Work required:
Without including any pictures, return the records below exactly as written.

Excerpted data:
=== Begin Enclosure ===

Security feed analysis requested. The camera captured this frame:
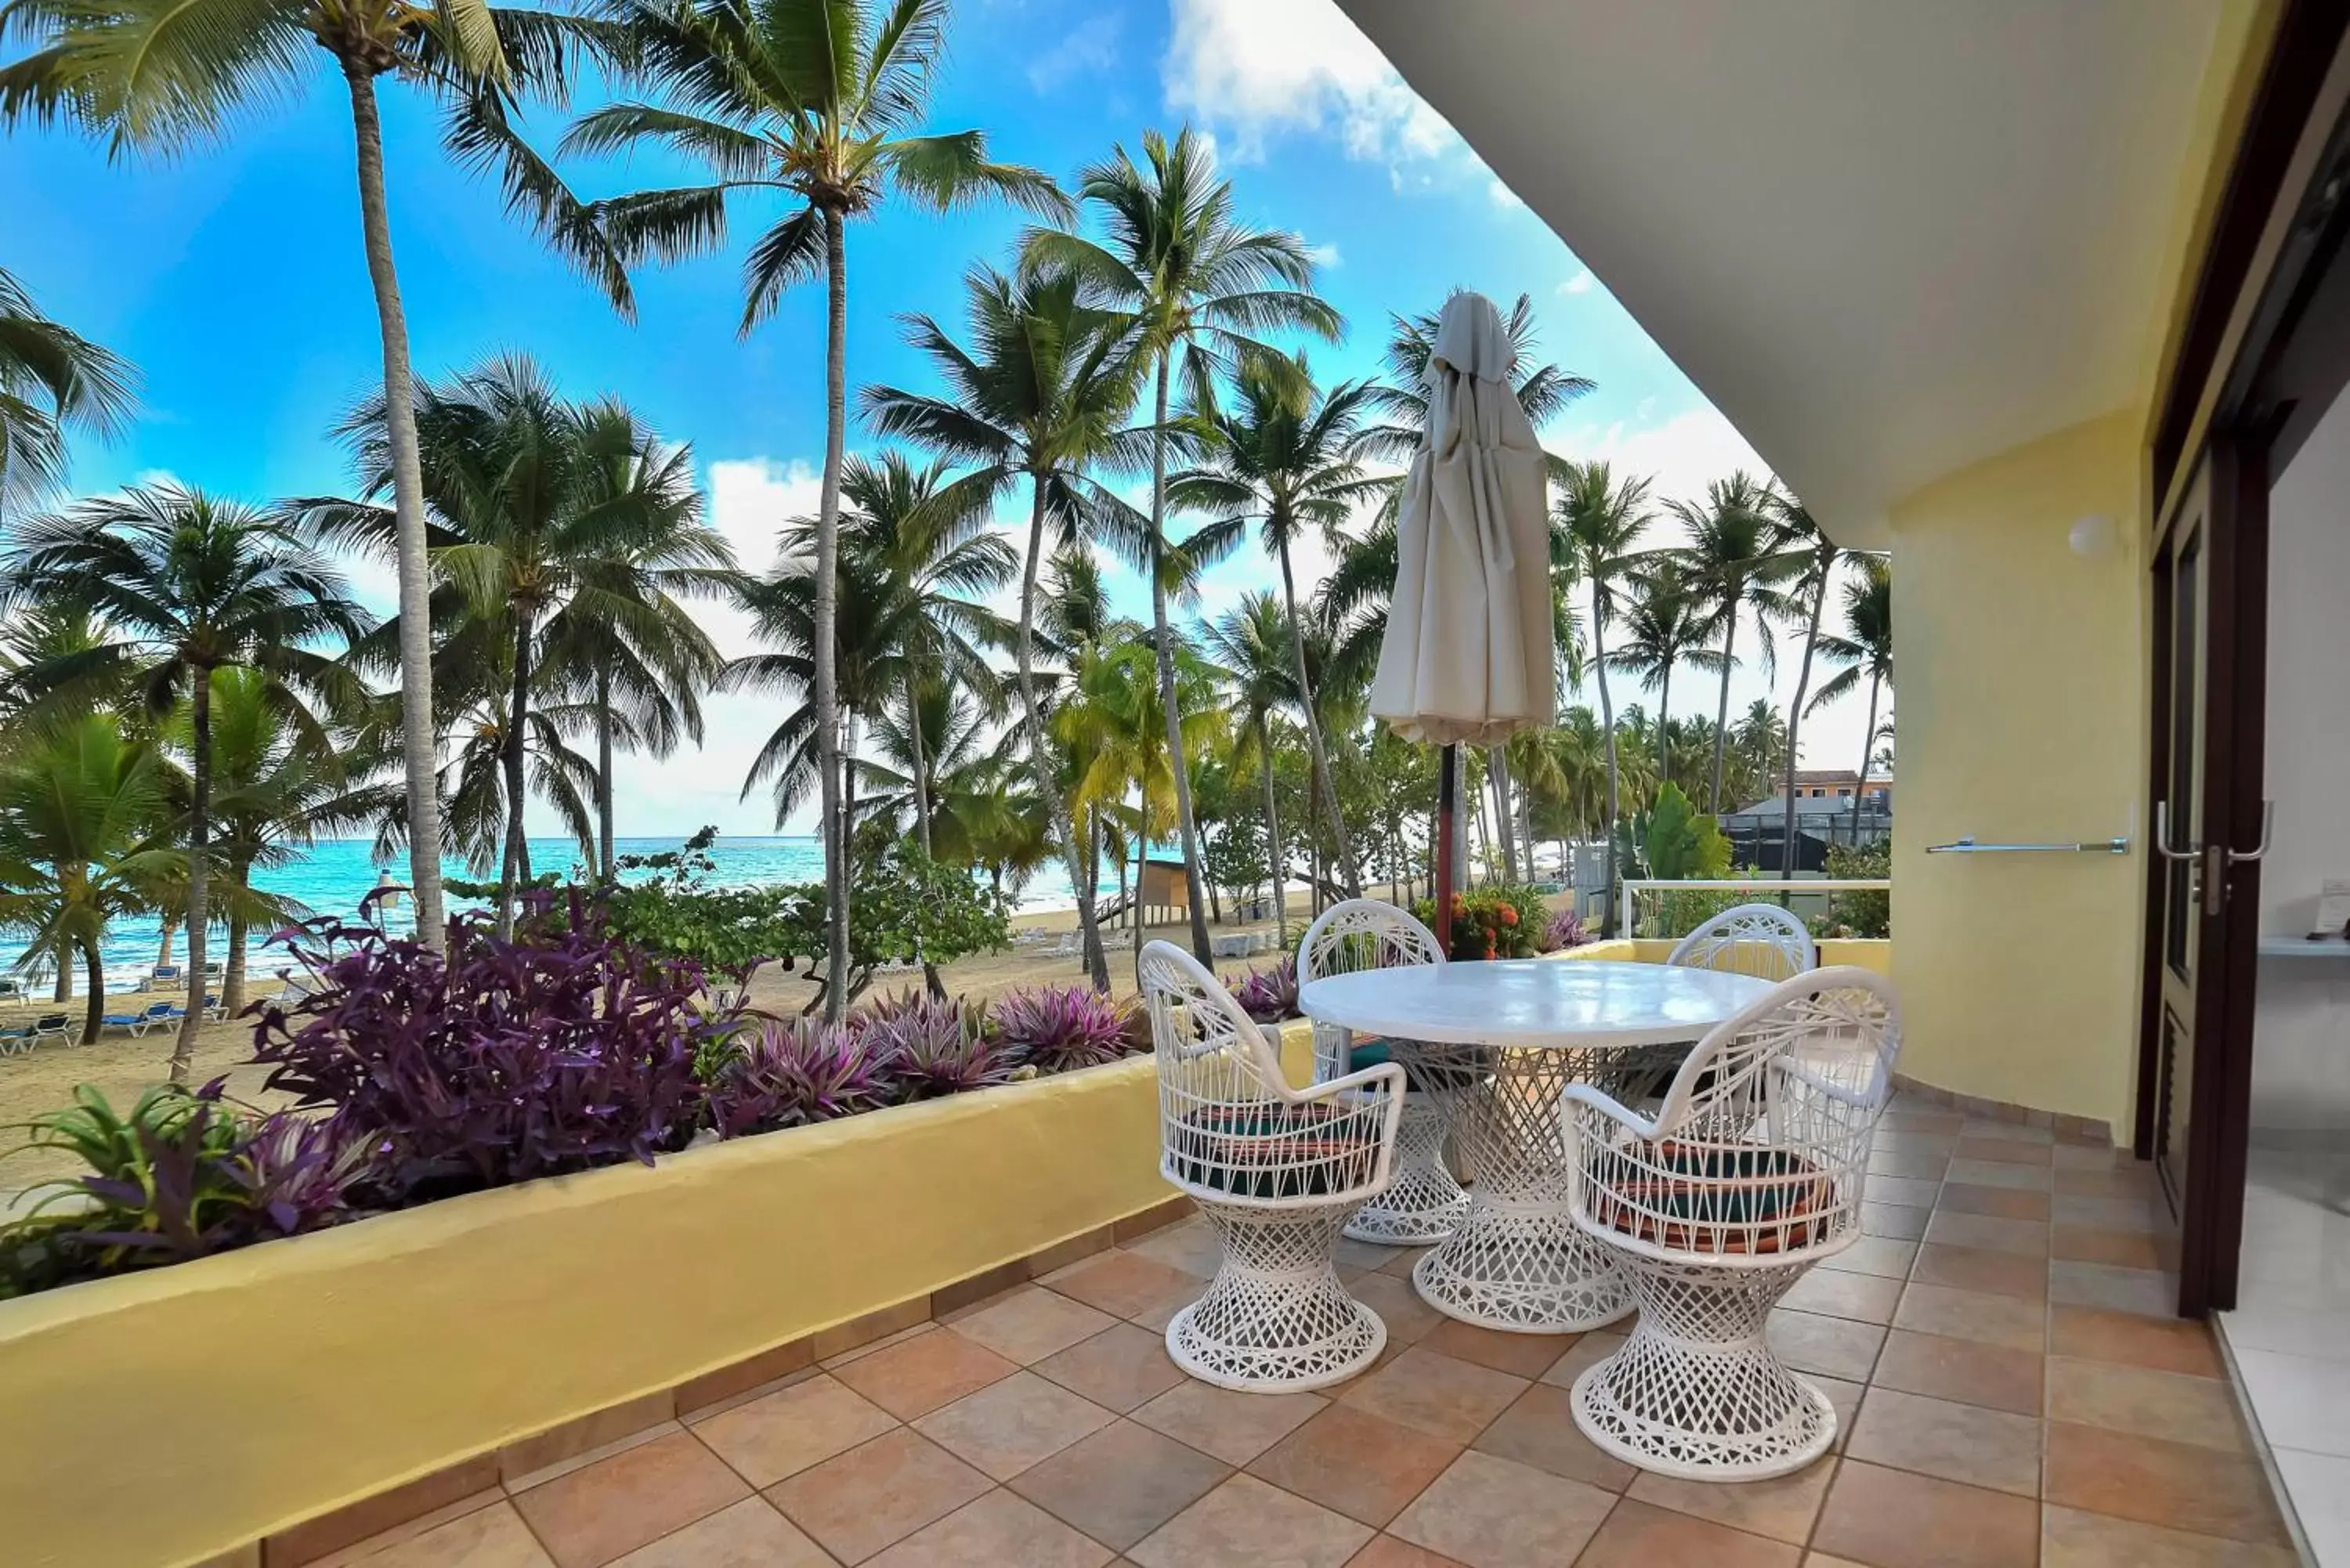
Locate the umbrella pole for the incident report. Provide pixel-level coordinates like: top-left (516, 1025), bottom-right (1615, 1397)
top-left (1435, 743), bottom-right (1459, 916)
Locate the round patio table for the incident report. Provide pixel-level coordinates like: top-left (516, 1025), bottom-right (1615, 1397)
top-left (1298, 958), bottom-right (1774, 1334)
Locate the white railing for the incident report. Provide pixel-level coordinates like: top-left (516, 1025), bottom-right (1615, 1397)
top-left (1618, 877), bottom-right (1893, 941)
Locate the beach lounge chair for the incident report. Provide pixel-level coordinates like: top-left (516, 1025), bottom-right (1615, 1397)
top-left (201, 993), bottom-right (226, 1022)
top-left (146, 963), bottom-right (185, 991)
top-left (0, 977), bottom-right (24, 1003)
top-left (103, 1001), bottom-right (179, 1036)
top-left (29, 1013), bottom-right (70, 1046)
top-left (0, 1024), bottom-right (33, 1056)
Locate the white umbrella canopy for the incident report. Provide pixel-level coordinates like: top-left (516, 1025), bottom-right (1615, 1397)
top-left (1370, 291), bottom-right (1555, 746)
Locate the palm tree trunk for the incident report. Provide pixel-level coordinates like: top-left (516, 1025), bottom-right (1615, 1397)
top-left (1259, 741), bottom-right (1286, 946)
top-left (168, 667), bottom-right (212, 1078)
top-left (156, 916), bottom-right (177, 970)
top-left (52, 945), bottom-right (69, 1005)
top-left (1708, 608), bottom-right (1739, 812)
top-left (904, 682), bottom-right (946, 998)
top-left (596, 665), bottom-right (616, 883)
top-left (812, 206), bottom-right (851, 1023)
top-left (223, 893), bottom-right (249, 1022)
top-left (496, 609), bottom-right (533, 942)
top-left (344, 61), bottom-right (444, 950)
top-left (1014, 475), bottom-right (1110, 990)
top-left (80, 939), bottom-right (102, 1046)
top-left (1851, 670), bottom-right (1883, 844)
top-left (1657, 669), bottom-right (1674, 793)
top-left (1145, 356), bottom-right (1217, 967)
top-left (1590, 587), bottom-right (1622, 929)
top-left (1491, 748), bottom-right (1520, 882)
top-left (906, 685), bottom-right (935, 854)
top-left (1782, 546), bottom-right (1832, 879)
top-left (1275, 534), bottom-right (1360, 897)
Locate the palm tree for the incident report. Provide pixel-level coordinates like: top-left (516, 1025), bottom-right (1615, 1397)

=== End Enclosure ===

Completed exercise:
Security feed analysis requested. The camera captured this frame:
Locate the umbrella pole for the incident report. Provide pixel-level coordinates like: top-left (516, 1025), bottom-right (1615, 1397)
top-left (1435, 743), bottom-right (1459, 916)
Locate the round patio table for the incident report. Provide pixel-level coordinates like: top-left (516, 1025), bottom-right (1615, 1397)
top-left (1298, 958), bottom-right (1774, 1334)
Locate the white railing for the incident report. Provide pixel-level coordinates like: top-left (516, 1025), bottom-right (1615, 1397)
top-left (1618, 877), bottom-right (1893, 941)
Locate the beach lounge chair for the incident report. Provide pixel-level coordinates like: top-left (516, 1025), bottom-right (1615, 1397)
top-left (201, 993), bottom-right (226, 1022)
top-left (146, 963), bottom-right (185, 991)
top-left (0, 977), bottom-right (24, 1003)
top-left (103, 1001), bottom-right (179, 1036)
top-left (29, 1013), bottom-right (70, 1046)
top-left (0, 1024), bottom-right (33, 1056)
Locate the white umbrella canopy for the incident report. Provide pixel-level coordinates like: top-left (516, 1025), bottom-right (1615, 1397)
top-left (1370, 291), bottom-right (1555, 746)
Locate the palm tree trunk for the incident report. Provide pixel-level coordinates like: top-left (516, 1025), bottom-right (1615, 1397)
top-left (1259, 741), bottom-right (1286, 946)
top-left (168, 667), bottom-right (212, 1078)
top-left (156, 916), bottom-right (177, 970)
top-left (52, 945), bottom-right (69, 1005)
top-left (1708, 608), bottom-right (1739, 812)
top-left (904, 682), bottom-right (946, 998)
top-left (596, 665), bottom-right (616, 883)
top-left (812, 206), bottom-right (851, 1023)
top-left (223, 893), bottom-right (249, 1022)
top-left (496, 609), bottom-right (533, 942)
top-left (344, 61), bottom-right (444, 950)
top-left (1014, 475), bottom-right (1110, 990)
top-left (80, 939), bottom-right (102, 1046)
top-left (1851, 670), bottom-right (1883, 844)
top-left (1657, 669), bottom-right (1674, 793)
top-left (1145, 356), bottom-right (1217, 967)
top-left (1590, 587), bottom-right (1622, 929)
top-left (1491, 748), bottom-right (1520, 882)
top-left (906, 685), bottom-right (935, 854)
top-left (1782, 546), bottom-right (1832, 879)
top-left (1275, 534), bottom-right (1360, 897)
Locate the palm tree for the incident report. Provide pixel-level coordinates like: top-left (516, 1025), bottom-right (1615, 1397)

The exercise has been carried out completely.